◆ DIRECTIVE 1: Name every film title that appears in the passage on spying.

◆ TEXT:
◇ ◇ ◇ ◇
Apart from security — a life-and-death matter — it would seem that cyber spying, tracking by metadata, drone visuals and so on have not made the dead drop or the brush pass irrelevant. And it is still as important to know more than one language, to create informers in the target country, to become someone else entirely if the field ‘task’ so demands and even live a life distanced from the family. This is really not a spare bedroom job, even if it is conducted just on the computer. Clearly patriotism, ideology or religious fervour are not what they were, for these, apparently, were some of the reasons behind spying. Strange, because they are on violent display everywhere outside the imaginably hushed corridors of intelligence agencies. If it is just a job like any other, then it can have many competitors. Love of adventure and secrecy is now probably channelled into video games; why bother to leave the room and risk life and limb in reality for that?

Not that the home cannot offer similar joys — the husband and wife in True Lies offer enormous fun. But on screen. Films love spies, whether it is the incorrigible James Bond — hat tipped to Ian Fleming of course — or anything from North by Northwest to Enemy of the State and all beside. Beyond the sound and fury of film, George Smiley and his men have probably done more to arouse interest in spying, and even he, as unlike Bond as a character may be, cannot work from home. So is greater flexibility possible — or enough — to make the job more enticing? Ask Molly.
◇ ◇ ◇ ◇
◆ SOURCE RECORDS:
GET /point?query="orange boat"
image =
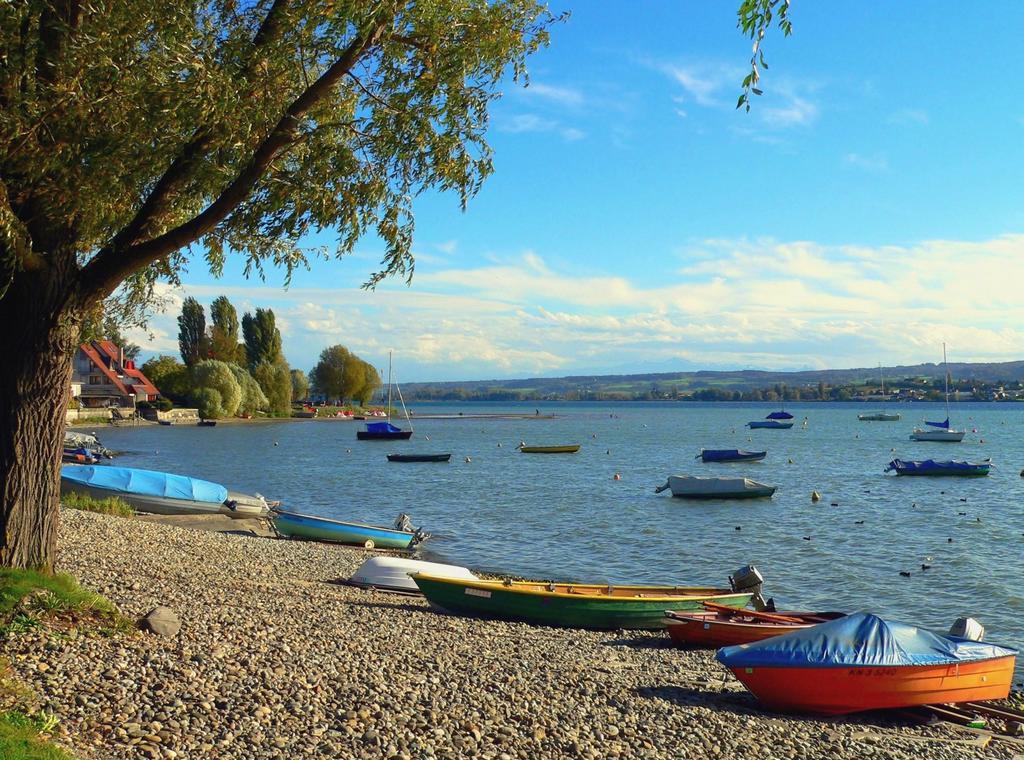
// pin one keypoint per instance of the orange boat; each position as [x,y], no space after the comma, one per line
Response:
[864,663]
[720,626]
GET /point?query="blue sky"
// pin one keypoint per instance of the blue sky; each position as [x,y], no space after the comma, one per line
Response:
[866,209]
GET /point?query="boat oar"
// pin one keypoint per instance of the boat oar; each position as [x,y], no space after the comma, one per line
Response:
[715,607]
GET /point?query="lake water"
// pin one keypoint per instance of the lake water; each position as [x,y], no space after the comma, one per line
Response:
[564,516]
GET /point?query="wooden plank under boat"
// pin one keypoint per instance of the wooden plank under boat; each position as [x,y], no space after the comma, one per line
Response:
[565,449]
[569,605]
[314,528]
[419,457]
[863,663]
[717,626]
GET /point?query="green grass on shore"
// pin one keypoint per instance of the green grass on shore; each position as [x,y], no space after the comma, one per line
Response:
[22,737]
[30,598]
[112,505]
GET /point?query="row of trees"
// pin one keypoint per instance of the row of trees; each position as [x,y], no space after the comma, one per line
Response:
[224,376]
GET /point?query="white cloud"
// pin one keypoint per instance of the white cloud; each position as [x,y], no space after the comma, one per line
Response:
[909,116]
[875,163]
[560,95]
[727,303]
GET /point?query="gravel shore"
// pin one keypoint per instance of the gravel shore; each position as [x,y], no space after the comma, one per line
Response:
[275,661]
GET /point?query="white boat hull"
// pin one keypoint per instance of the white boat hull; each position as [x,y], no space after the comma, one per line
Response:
[392,574]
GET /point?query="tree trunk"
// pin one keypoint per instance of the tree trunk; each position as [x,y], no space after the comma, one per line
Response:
[36,353]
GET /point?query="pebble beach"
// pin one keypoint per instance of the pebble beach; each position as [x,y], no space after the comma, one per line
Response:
[275,660]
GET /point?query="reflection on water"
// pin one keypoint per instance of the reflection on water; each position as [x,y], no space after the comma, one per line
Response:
[565,515]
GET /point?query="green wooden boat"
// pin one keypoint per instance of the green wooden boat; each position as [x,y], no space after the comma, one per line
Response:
[570,605]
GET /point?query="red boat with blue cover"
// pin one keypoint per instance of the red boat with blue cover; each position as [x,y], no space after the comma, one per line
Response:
[863,662]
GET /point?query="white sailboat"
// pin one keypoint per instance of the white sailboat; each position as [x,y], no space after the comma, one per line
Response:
[940,430]
[882,416]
◇ ◇ ◇ ◇
◆ DIRECTIVE 2: Filter the entries and keep each line that contains the word "white".

◆ EXERCISE SOLUTION 1:
True Lies
North by Northwest
Enemy of the State

◆ EXERCISE SOLUTION 2:
GET /point?query="white cloud"
// pin one keypoint per instance of the white cloud; each position as [x,y], no space after the comma, one per line
GET /point?query="white boat hull"
// pin one keypoint per instance of the white boat hull; each position as [x,y], no space after the comma, one per line
GET /point?query="white sailboat"
// pin one keypoint per instance of the white sailboat; each position as [x,y], no space after the comma, one per line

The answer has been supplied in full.